• _Reading passage_:
- - - - - - -

Cohn, Edwin Joseph
Cohn, Edwin Joseph
(b. New York, N. Y., 17 Decmber 1892; d. Boston, Massachusetts, 1 October 1953),
Cohn was a notable leader in the study of proteins. After taking his Ph.D. (1917) with L. J. Henderson of Harvard and F. R. Lillie of the University of Chicago, he worked with T. B. Osborne in New Haven and S. P. L. Sørensen in Copenhagen. Returning to Harvard Medical School in 1920, he joined the new department of physical chemistry, then headed by Henderson (and later by Cohn himself). He initiated active research on the solubilities in different media and their acidic and basic properties. From 1926 to 1932 he also studied the factor in liver that G. R. Minot had shown to be effective against pernicious anemia. Cohn obtained a highly active preparation of great clinical use but failed to isolate the pure active principle (vitamin B-12), which was obtained by others in 1948.
About 1930 Cohn turned his attention to the amino acids and peptides, the smaller building blocks of which proteins are composed. These are extraordinarily polar molecules, containing widely separated centers of positive and negative charge. They also contain various polar and nonpolar side chains. Over a period of ten years Cohn and his associates, G. Scatchard, J. G. Kirkwood, T. L. McMeekin, J. P. Greenstein, J. Wyman, J. T. Edsall, J. L. Oncley, and others, established many systematic relations between the structures of these molecules and their physical properties—dipole moments, solubilities, apparent molal volumes, ionization constants, and infrared and Raman spectra. They showed how to describe influences of electric charge and dipole moment, and of various polar and nonpolar side chains, in quantitative terms, thus laying a foundation for the further study of proteins.
This work provided the background essential for the next major phase of Cohn’s activities, which coincided with the outbreak of World War II. Supported by the Office of Scientific Research and Development, he initiated and directed a major program, involving biochemists, clinicians, and many others, for the large-scale fractionation of human blood plasma. This yielded purified serum albumin for treatment of shock, gamma globulin for passive immunization against measles and hepatitis, fibrinogen and fibrin for neurosurgery, and numerous other protein fractions of blood plasma. The methods developed in the laboratory and its pilot plant were rapidly applied on an industrial scale, and the products were distributed for large-scale use by the armed forces and later in civilian medicine. Apart from its practical results, this program led to a great advance in knowledge of the chemistry and physiology of the multifarious components of blood plasma.

- - - - - - -

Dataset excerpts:

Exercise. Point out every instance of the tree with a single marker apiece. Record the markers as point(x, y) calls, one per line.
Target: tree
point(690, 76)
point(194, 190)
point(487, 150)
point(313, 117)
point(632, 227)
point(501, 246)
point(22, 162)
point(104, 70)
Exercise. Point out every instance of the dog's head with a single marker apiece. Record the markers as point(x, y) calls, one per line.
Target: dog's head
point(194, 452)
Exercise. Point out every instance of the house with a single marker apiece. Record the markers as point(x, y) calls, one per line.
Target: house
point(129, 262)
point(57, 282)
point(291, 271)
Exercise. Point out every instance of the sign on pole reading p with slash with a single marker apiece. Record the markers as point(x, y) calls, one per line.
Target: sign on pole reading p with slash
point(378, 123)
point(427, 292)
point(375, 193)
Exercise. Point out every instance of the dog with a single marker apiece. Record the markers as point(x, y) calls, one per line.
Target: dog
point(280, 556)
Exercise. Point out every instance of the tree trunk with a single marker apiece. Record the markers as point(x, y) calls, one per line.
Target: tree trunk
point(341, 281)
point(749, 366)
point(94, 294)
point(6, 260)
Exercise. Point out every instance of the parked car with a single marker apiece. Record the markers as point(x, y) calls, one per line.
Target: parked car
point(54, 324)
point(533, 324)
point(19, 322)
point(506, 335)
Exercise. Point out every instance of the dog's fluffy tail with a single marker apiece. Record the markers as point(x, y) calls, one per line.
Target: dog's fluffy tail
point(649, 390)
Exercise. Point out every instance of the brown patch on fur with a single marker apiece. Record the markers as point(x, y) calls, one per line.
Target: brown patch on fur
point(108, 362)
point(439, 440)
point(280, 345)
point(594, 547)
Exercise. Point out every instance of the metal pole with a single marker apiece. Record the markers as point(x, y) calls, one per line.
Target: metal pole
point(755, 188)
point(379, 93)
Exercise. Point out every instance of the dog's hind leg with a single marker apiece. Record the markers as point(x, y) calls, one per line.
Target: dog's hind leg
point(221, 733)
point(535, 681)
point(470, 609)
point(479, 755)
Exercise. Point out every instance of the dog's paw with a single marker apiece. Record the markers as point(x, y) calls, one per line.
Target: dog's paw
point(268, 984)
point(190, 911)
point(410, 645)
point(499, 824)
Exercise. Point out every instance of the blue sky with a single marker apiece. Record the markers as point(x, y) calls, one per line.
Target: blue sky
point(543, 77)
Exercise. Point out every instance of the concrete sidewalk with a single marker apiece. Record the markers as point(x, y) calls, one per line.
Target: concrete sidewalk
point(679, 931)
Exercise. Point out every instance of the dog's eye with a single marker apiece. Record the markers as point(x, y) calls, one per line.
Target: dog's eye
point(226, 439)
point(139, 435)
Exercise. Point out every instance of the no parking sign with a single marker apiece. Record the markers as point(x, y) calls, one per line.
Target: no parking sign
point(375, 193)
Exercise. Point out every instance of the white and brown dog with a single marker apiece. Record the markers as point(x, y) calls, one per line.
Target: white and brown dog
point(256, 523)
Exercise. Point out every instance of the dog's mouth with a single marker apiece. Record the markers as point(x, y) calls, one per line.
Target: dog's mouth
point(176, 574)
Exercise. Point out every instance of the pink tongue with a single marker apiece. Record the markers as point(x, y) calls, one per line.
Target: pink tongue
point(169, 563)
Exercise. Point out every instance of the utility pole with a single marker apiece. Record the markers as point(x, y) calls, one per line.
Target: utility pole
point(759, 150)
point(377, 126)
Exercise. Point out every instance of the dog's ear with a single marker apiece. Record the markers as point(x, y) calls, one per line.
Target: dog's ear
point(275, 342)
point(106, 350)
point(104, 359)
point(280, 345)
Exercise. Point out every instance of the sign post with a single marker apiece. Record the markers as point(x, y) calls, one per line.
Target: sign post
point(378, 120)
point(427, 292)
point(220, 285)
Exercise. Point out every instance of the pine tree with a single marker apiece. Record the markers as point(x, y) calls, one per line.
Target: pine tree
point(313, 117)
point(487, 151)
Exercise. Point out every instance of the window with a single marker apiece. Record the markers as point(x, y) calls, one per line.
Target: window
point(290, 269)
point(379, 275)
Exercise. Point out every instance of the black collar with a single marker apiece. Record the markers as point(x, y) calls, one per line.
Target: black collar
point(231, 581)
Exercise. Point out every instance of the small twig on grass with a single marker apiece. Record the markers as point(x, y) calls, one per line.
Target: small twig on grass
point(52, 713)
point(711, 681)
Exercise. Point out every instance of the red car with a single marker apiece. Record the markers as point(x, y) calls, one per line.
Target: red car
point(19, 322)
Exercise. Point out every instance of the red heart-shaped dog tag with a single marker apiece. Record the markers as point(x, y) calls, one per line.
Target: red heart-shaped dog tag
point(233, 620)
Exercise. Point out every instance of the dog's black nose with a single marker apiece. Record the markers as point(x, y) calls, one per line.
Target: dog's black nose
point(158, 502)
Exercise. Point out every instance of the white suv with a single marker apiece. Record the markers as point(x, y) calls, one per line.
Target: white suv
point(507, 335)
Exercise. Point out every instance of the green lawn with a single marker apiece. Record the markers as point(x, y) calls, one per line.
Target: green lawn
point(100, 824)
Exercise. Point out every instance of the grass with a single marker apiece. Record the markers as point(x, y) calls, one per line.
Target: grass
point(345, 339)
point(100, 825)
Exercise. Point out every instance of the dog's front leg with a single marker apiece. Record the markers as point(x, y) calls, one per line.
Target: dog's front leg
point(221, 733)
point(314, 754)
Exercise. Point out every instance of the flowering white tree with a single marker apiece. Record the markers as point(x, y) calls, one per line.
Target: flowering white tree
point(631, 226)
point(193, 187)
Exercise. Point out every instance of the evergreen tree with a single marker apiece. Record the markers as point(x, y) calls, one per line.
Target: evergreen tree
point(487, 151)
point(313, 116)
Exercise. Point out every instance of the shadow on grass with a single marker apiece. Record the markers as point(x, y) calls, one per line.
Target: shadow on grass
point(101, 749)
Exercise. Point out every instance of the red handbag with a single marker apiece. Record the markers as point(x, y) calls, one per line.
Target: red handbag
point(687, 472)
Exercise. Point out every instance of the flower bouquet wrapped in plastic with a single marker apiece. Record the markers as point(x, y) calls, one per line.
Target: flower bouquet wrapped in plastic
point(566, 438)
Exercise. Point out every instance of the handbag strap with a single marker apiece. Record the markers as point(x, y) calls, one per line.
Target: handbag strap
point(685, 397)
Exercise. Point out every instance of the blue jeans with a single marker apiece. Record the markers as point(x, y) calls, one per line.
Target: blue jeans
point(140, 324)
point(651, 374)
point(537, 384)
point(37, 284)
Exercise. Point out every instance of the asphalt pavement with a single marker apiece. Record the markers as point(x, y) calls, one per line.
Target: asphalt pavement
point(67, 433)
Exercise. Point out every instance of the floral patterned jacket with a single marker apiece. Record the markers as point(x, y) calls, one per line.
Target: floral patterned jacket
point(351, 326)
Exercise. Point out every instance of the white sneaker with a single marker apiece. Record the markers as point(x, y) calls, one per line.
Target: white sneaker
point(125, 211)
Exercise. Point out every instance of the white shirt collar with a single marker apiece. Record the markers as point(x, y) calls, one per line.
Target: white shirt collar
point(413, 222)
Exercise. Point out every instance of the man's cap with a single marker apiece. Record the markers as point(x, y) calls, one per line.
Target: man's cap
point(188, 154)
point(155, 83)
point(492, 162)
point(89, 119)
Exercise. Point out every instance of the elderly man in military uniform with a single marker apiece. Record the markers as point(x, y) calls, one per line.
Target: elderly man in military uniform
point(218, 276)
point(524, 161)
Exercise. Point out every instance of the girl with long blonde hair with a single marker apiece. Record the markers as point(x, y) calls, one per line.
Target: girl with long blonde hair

- - - - - - -

• _Assignment_: Reproduce the stretch of the Edwin Joseph Cohn passage from "About 1930 Cohn" through "further study of proteins.", swapping "associates" for "colleagues".

• _Task answer_:
About 1930 Cohn turned his attention to the amino acids and peptides, the smaller building blocks of which proteins are composed. These are extraordinarily polar molecules, containing widely separated centers of positive and negative charge. They also contain various polar and nonpolar side chains. Over a period of ten years Cohn and his colleagues, G. Scatchard, J. G. Kirkwood, T. L. McMeekin, J. P. Greenstein, J. Wyman, J. T. Edsall, J. L. Oncley, and others, established many systematic relations between the structures of these molecules and their physical properties—dipole moments, solubilities, apparent molal volumes, ionization constants, and infrared and Raman spectra. They showed how to describe influences of electric charge and dipole moment, and of various polar and nonpolar side chains, in quantitative terms, thus laying a foundation for the further study of proteins.